# THE TASKS
[1] According to the passage on the gospels of Matthew, Mark, and Luke, which two gospels contain nativity segments?
[2] Count the lines of the records that contain the string "umbrella", treating case as significant, and give only the number.

# DOCUMENT PASSAGE
/---

There is a competitor to the Q theory, and that is that both Matthew and Luke copied from Mark, but then Luke “copied” from Matthew, which is the source of the material that Luke and Matthew share that does not come from Mark. This idea occurred to me and I wasn’t surprised that I was not the first.
In any case, there are robust arguments for both of these arguments and the “Q” people seem to be in a majority.
I have not, however, seen an analysis yet that has occurred to me. Here it is.
Both the gospels of Matthew and Luke contain nativity segments (birth of Jesus). Neither Mark, nor John, do this. Scholars seem to have reached a consensus that both nativity segments of those two books are bogus, fictional.
Matthew seems to have been written before Luke, so it could have been available to whoever wrote Luke. (The only thing we know about the authors of the gospels is that they were not the people whose names are on them . . . well, it is also known that there were more than four people writing them, but possibly some of those may have just been editors/redactors.)
So, what are the odds that both the writer of Matthew and the writer of Luke had the same thought that what the gospel of Mark needed was a (fictional) birth narrative and each wrote one? Let’s look at what they wrote.

\---

# INFORMATION PROVIDED
/---

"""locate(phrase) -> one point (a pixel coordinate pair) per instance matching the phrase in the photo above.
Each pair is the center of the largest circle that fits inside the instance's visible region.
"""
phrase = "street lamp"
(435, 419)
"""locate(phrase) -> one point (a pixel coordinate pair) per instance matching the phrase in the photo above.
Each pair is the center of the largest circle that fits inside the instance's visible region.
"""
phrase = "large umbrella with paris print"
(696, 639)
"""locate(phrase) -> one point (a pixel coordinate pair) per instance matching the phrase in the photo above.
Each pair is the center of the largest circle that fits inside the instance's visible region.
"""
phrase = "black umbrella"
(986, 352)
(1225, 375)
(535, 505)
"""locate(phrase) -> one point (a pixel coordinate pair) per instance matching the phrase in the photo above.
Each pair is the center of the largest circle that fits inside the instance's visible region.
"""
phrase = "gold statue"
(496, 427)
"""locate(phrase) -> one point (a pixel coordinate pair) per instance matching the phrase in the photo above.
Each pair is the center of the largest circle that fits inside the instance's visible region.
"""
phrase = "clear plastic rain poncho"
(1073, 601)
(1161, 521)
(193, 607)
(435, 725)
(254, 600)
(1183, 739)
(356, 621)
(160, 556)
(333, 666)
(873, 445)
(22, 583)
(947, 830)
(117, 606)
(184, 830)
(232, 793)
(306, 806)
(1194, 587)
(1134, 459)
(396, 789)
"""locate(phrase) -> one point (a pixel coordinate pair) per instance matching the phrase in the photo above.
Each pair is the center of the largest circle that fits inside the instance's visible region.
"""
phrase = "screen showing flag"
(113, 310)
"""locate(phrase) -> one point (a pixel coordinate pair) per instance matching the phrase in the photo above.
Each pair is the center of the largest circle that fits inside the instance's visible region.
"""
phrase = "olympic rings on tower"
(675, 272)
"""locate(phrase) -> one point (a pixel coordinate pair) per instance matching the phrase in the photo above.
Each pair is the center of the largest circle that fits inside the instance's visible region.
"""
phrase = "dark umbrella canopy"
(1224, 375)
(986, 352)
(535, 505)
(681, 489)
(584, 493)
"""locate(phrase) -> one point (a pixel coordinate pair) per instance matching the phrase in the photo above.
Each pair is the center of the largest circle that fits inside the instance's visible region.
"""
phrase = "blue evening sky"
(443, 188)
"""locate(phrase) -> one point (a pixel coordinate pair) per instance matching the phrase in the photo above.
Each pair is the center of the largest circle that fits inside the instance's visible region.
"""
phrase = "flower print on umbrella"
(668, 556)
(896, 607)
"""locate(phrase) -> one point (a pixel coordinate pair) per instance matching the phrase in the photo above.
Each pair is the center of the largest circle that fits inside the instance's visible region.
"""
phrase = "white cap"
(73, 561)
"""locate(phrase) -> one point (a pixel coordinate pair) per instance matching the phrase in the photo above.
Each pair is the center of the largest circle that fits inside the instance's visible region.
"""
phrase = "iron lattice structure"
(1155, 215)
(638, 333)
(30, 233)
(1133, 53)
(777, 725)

\---

# SOLVED PROBLEMS
[1] Matthew and Luke.

[2] 4